▶ Provided data:

**********

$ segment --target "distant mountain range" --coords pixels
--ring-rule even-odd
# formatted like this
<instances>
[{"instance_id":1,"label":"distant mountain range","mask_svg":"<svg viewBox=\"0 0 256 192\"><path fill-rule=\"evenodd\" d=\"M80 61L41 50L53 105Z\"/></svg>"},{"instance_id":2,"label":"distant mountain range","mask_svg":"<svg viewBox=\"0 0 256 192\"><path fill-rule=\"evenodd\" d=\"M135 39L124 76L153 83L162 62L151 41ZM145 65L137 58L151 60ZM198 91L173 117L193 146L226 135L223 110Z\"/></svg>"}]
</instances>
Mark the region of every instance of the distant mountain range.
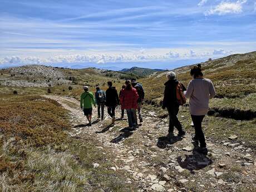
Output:
<instances>
[{"instance_id":1,"label":"distant mountain range","mask_svg":"<svg viewBox=\"0 0 256 192\"><path fill-rule=\"evenodd\" d=\"M131 72L139 76L146 76L155 72L164 71L165 70L164 70L160 69L151 69L148 68L133 67L130 68L124 68L120 71L125 72L126 73Z\"/></svg>"}]
</instances>

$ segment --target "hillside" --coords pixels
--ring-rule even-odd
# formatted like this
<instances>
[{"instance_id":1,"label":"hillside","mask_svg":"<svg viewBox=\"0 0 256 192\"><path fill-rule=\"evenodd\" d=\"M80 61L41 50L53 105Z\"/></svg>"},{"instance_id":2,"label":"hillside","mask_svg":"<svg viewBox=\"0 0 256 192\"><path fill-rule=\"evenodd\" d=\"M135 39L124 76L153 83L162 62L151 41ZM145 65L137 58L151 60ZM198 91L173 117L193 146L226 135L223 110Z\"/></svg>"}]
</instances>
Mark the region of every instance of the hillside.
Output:
<instances>
[{"instance_id":1,"label":"hillside","mask_svg":"<svg viewBox=\"0 0 256 192\"><path fill-rule=\"evenodd\" d=\"M157 71L164 71L163 70L151 69L148 68L141 68L133 67L131 68L124 68L121 71L127 73L132 73L140 77L145 77Z\"/></svg>"},{"instance_id":2,"label":"hillside","mask_svg":"<svg viewBox=\"0 0 256 192\"><path fill-rule=\"evenodd\" d=\"M0 70L0 191L255 191L256 52L201 65L217 92L203 122L208 155L193 149L188 104L178 114L186 136L167 140L165 71L137 80L146 93L144 122L129 131L120 106L115 124L106 107L102 121L93 108L88 127L80 96L85 85L94 92L111 80L119 91L125 78L140 75L37 65ZM174 70L186 86L191 67Z\"/></svg>"}]
</instances>

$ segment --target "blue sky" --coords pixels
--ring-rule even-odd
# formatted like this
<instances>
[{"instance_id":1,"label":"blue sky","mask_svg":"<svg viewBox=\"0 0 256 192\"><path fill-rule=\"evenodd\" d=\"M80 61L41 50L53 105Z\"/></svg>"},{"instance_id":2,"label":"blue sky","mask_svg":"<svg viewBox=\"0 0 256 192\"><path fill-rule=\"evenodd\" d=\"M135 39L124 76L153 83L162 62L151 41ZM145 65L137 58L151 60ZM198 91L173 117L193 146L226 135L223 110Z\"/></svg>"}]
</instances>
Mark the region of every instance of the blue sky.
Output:
<instances>
[{"instance_id":1,"label":"blue sky","mask_svg":"<svg viewBox=\"0 0 256 192\"><path fill-rule=\"evenodd\" d=\"M173 68L256 51L255 0L0 0L0 66Z\"/></svg>"}]
</instances>

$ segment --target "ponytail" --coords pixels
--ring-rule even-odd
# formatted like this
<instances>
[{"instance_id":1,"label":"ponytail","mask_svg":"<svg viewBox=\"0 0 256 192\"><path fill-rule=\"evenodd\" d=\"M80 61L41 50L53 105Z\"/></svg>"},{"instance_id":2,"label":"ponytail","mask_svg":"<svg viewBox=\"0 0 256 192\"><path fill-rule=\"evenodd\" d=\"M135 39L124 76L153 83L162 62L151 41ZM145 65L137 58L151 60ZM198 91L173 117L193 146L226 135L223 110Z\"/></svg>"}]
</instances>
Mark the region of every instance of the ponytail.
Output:
<instances>
[{"instance_id":1,"label":"ponytail","mask_svg":"<svg viewBox=\"0 0 256 192\"><path fill-rule=\"evenodd\" d=\"M132 86L131 86L131 81L130 81L129 80L126 80L125 81L125 85L126 85L126 87L125 87L125 88L128 90L130 90L132 88Z\"/></svg>"}]
</instances>

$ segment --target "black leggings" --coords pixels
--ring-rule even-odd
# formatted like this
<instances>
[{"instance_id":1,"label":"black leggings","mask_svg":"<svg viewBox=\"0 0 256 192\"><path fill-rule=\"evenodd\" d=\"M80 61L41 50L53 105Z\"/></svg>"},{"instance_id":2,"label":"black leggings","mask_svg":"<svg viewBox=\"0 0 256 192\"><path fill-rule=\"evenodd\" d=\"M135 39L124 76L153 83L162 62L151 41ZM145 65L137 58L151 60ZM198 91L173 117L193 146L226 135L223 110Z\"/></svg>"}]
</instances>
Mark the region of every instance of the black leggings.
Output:
<instances>
[{"instance_id":1,"label":"black leggings","mask_svg":"<svg viewBox=\"0 0 256 192\"><path fill-rule=\"evenodd\" d=\"M116 106L111 106L107 107L107 113L111 117L115 117L115 110L116 110Z\"/></svg>"},{"instance_id":2,"label":"black leggings","mask_svg":"<svg viewBox=\"0 0 256 192\"><path fill-rule=\"evenodd\" d=\"M204 137L204 132L202 130L202 122L204 119L204 115L191 115L192 121L193 121L194 126L195 127L195 139L199 140L200 146L201 147L205 147L206 144L205 143L205 138Z\"/></svg>"}]
</instances>

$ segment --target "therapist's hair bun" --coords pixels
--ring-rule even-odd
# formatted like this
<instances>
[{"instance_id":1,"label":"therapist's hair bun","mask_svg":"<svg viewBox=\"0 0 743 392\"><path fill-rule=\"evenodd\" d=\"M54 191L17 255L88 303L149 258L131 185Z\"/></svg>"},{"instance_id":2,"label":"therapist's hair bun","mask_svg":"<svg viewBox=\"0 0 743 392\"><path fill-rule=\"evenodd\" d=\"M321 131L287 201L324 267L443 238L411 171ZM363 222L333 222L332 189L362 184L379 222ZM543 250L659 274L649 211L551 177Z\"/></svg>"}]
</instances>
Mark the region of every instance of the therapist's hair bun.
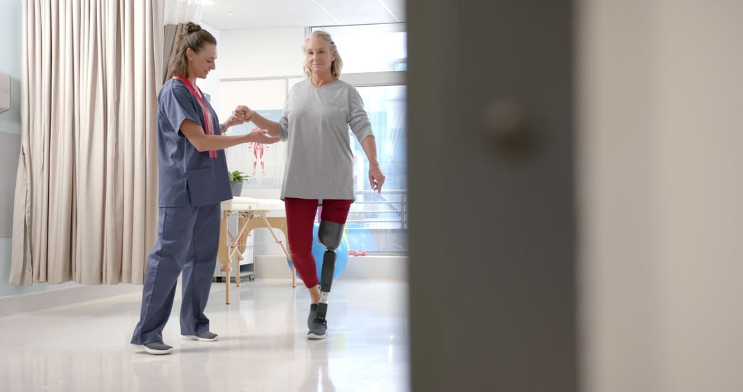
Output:
<instances>
[{"instance_id":1,"label":"therapist's hair bun","mask_svg":"<svg viewBox=\"0 0 743 392\"><path fill-rule=\"evenodd\" d=\"M189 22L186 24L186 33L190 34L191 33L195 33L201 30L201 26L196 24L192 22Z\"/></svg>"},{"instance_id":2,"label":"therapist's hair bun","mask_svg":"<svg viewBox=\"0 0 743 392\"><path fill-rule=\"evenodd\" d=\"M190 22L186 23L170 52L167 78L169 79L175 75L188 77L188 50L198 53L207 44L215 45L217 40L211 33L201 28L201 26Z\"/></svg>"}]
</instances>

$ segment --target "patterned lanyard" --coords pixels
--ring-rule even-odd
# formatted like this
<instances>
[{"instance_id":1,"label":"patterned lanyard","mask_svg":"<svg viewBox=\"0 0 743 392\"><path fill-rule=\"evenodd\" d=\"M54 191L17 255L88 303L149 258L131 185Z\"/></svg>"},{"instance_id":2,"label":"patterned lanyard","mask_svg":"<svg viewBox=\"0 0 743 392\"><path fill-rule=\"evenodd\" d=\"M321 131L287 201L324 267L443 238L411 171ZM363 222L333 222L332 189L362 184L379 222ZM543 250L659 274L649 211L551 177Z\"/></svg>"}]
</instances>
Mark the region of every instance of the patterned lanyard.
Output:
<instances>
[{"instance_id":1,"label":"patterned lanyard","mask_svg":"<svg viewBox=\"0 0 743 392\"><path fill-rule=\"evenodd\" d=\"M183 75L175 75L175 77L178 78L179 80L186 85L186 88L188 88L189 91L191 91L191 94L196 97L196 100L198 101L199 105L201 106L201 114L204 114L204 122L205 122L204 125L204 133L207 134L214 134L214 122L212 121L212 111L209 110L209 108L207 106L207 103L201 99L201 91L199 90L198 93L196 93L196 89L198 88L197 87L194 88L193 85L192 85L187 79L184 78ZM217 151L210 151L209 157L217 157Z\"/></svg>"}]
</instances>

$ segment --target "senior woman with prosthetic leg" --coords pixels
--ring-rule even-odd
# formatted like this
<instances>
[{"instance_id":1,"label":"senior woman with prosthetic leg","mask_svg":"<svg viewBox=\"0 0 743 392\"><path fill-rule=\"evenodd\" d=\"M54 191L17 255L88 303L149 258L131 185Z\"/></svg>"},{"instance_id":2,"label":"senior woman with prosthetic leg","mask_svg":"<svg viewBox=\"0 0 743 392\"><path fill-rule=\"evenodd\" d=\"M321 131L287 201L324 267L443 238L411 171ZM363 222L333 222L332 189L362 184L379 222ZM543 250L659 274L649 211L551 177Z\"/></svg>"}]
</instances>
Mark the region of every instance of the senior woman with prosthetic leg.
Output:
<instances>
[{"instance_id":1,"label":"senior woman with prosthetic leg","mask_svg":"<svg viewBox=\"0 0 743 392\"><path fill-rule=\"evenodd\" d=\"M292 261L310 291L307 336L318 339L327 336L335 249L354 198L349 127L369 159L372 189L381 192L384 175L361 97L352 85L338 79L343 60L330 35L314 32L305 40L303 50L308 79L291 88L278 122L245 106L239 106L236 115L288 143L281 197L286 206ZM318 205L322 206L318 239L326 248L319 287L311 251Z\"/></svg>"}]
</instances>

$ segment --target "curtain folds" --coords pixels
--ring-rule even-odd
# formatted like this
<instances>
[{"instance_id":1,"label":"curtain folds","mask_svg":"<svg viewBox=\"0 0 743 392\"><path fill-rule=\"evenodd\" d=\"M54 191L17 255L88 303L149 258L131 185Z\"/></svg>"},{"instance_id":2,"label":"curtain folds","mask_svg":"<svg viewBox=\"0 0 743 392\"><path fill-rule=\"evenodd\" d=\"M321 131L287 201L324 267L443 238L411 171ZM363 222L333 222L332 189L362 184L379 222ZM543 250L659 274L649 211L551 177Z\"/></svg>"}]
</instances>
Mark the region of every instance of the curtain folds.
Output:
<instances>
[{"instance_id":1,"label":"curtain folds","mask_svg":"<svg viewBox=\"0 0 743 392\"><path fill-rule=\"evenodd\" d=\"M157 235L163 4L22 7L10 283L141 284Z\"/></svg>"}]
</instances>

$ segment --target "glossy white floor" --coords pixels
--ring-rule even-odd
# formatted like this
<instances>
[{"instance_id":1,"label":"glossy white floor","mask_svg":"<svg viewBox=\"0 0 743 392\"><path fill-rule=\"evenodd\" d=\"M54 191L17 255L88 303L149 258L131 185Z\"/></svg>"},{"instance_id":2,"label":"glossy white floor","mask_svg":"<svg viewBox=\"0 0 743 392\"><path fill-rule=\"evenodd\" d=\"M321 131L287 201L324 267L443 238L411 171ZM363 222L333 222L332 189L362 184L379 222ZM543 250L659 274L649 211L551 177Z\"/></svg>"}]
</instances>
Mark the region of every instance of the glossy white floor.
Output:
<instances>
[{"instance_id":1,"label":"glossy white floor","mask_svg":"<svg viewBox=\"0 0 743 392\"><path fill-rule=\"evenodd\" d=\"M164 331L175 350L166 356L129 343L139 293L0 318L0 390L408 389L404 284L336 282L322 341L305 338L303 287L244 282L231 293L225 305L224 285L212 287L207 315L220 335L215 342L180 339L177 300Z\"/></svg>"}]
</instances>

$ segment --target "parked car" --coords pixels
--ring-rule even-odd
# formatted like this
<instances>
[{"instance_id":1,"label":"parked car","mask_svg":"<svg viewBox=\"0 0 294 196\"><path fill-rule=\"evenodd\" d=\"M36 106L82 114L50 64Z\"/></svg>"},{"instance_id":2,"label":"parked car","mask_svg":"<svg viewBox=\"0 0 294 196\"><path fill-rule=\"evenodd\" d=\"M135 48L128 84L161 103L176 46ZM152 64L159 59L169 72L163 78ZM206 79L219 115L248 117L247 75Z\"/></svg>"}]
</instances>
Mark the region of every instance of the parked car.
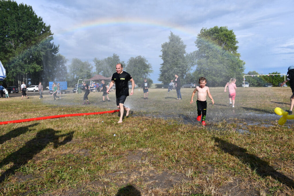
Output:
<instances>
[{"instance_id":1,"label":"parked car","mask_svg":"<svg viewBox=\"0 0 294 196\"><path fill-rule=\"evenodd\" d=\"M278 86L281 86L281 83L279 83L279 85ZM288 85L287 85L286 84L285 84L283 86L282 86L282 87L287 87L287 86L288 86Z\"/></svg>"},{"instance_id":2,"label":"parked car","mask_svg":"<svg viewBox=\"0 0 294 196\"><path fill-rule=\"evenodd\" d=\"M265 87L273 87L273 85L271 83L265 83L264 85Z\"/></svg>"},{"instance_id":3,"label":"parked car","mask_svg":"<svg viewBox=\"0 0 294 196\"><path fill-rule=\"evenodd\" d=\"M195 88L197 86L197 85L193 82L190 82L186 84L182 85L182 88Z\"/></svg>"},{"instance_id":4,"label":"parked car","mask_svg":"<svg viewBox=\"0 0 294 196\"><path fill-rule=\"evenodd\" d=\"M7 86L6 89L8 91L9 93L19 93L18 88L16 86Z\"/></svg>"},{"instance_id":5,"label":"parked car","mask_svg":"<svg viewBox=\"0 0 294 196\"><path fill-rule=\"evenodd\" d=\"M249 87L249 83L248 82L244 82L242 83L242 87Z\"/></svg>"},{"instance_id":6,"label":"parked car","mask_svg":"<svg viewBox=\"0 0 294 196\"><path fill-rule=\"evenodd\" d=\"M38 88L38 85L33 85L27 88L26 91L27 92L29 91L33 91L34 92L36 91L39 92L39 89Z\"/></svg>"}]
</instances>

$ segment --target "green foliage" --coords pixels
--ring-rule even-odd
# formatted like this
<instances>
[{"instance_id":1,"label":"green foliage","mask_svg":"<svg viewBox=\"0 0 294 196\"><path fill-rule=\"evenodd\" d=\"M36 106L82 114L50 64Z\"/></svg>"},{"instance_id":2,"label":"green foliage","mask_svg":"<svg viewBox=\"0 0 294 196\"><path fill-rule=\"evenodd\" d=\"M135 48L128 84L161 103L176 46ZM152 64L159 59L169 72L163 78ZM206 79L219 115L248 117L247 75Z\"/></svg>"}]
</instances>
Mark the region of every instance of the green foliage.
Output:
<instances>
[{"instance_id":1,"label":"green foliage","mask_svg":"<svg viewBox=\"0 0 294 196\"><path fill-rule=\"evenodd\" d=\"M280 73L275 71L272 73L269 73L268 74L275 74ZM285 80L285 77L284 76L282 75L263 76L262 77L266 82L271 83L273 86L278 86L279 85L279 83L281 83Z\"/></svg>"},{"instance_id":2,"label":"green foliage","mask_svg":"<svg viewBox=\"0 0 294 196\"><path fill-rule=\"evenodd\" d=\"M186 45L180 37L171 32L168 40L161 44L162 54L159 56L163 63L161 64L158 80L164 84L168 83L174 79L175 74L180 78L184 78L191 68L188 66L185 56Z\"/></svg>"},{"instance_id":3,"label":"green foliage","mask_svg":"<svg viewBox=\"0 0 294 196\"><path fill-rule=\"evenodd\" d=\"M196 80L204 77L211 86L222 86L232 78L242 81L245 63L237 52L238 43L226 27L203 28L195 42L198 48L197 67L193 73Z\"/></svg>"},{"instance_id":4,"label":"green foliage","mask_svg":"<svg viewBox=\"0 0 294 196\"><path fill-rule=\"evenodd\" d=\"M50 25L31 6L10 0L0 0L0 59L6 69L6 83L24 81L35 84L54 80L54 71L60 71L55 59L60 57L56 56L59 46L51 42ZM64 70L64 63L62 66Z\"/></svg>"},{"instance_id":5,"label":"green foliage","mask_svg":"<svg viewBox=\"0 0 294 196\"><path fill-rule=\"evenodd\" d=\"M258 75L259 74L255 71L249 71L246 75ZM265 81L263 79L262 77L257 77L257 76L245 76L245 81L246 82L248 82L249 84L249 86L260 87L263 86L265 83ZM237 81L237 85L239 84L240 86L241 86L242 83L243 82L243 80L239 81Z\"/></svg>"},{"instance_id":6,"label":"green foliage","mask_svg":"<svg viewBox=\"0 0 294 196\"><path fill-rule=\"evenodd\" d=\"M115 72L115 66L121 63L119 56L113 54L112 56L108 56L101 60L95 58L93 60L96 67L97 74L105 77L110 77Z\"/></svg>"},{"instance_id":7,"label":"green foliage","mask_svg":"<svg viewBox=\"0 0 294 196\"><path fill-rule=\"evenodd\" d=\"M151 64L144 57L141 56L130 58L125 70L131 74L136 82L140 84L143 83L144 78L148 78L150 73L153 72ZM148 81L149 83L153 82L150 78Z\"/></svg>"},{"instance_id":8,"label":"green foliage","mask_svg":"<svg viewBox=\"0 0 294 196\"><path fill-rule=\"evenodd\" d=\"M74 86L80 79L87 80L93 75L93 66L87 61L82 62L80 59L74 58L69 66L69 79L68 84Z\"/></svg>"}]
</instances>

**********

▶ To be done: Gather every line of the records above that contains the string "pixels", and copy each one in full.

▶ The response:
$ segment --target "distant mountain range" --coords pixels
$ segment --target "hillside" --coords pixels
$ segment --target "blue sky" --coords pixels
$ segment --target "ponytail" --coords pixels
$ segment --target "black leggings" --coords pixels
$ segment --target "therapist's hair bun" --coords pixels
$ segment --target "patterned lanyard" --coords pixels
$ segment --target "senior woman with prosthetic leg" --coords pixels
$ segment --target "curtain folds" --coords pixels
$ segment --target "glossy white floor" --coords pixels
$ segment --target "parked car" --coords pixels
$ segment --target "green foliage" --coords pixels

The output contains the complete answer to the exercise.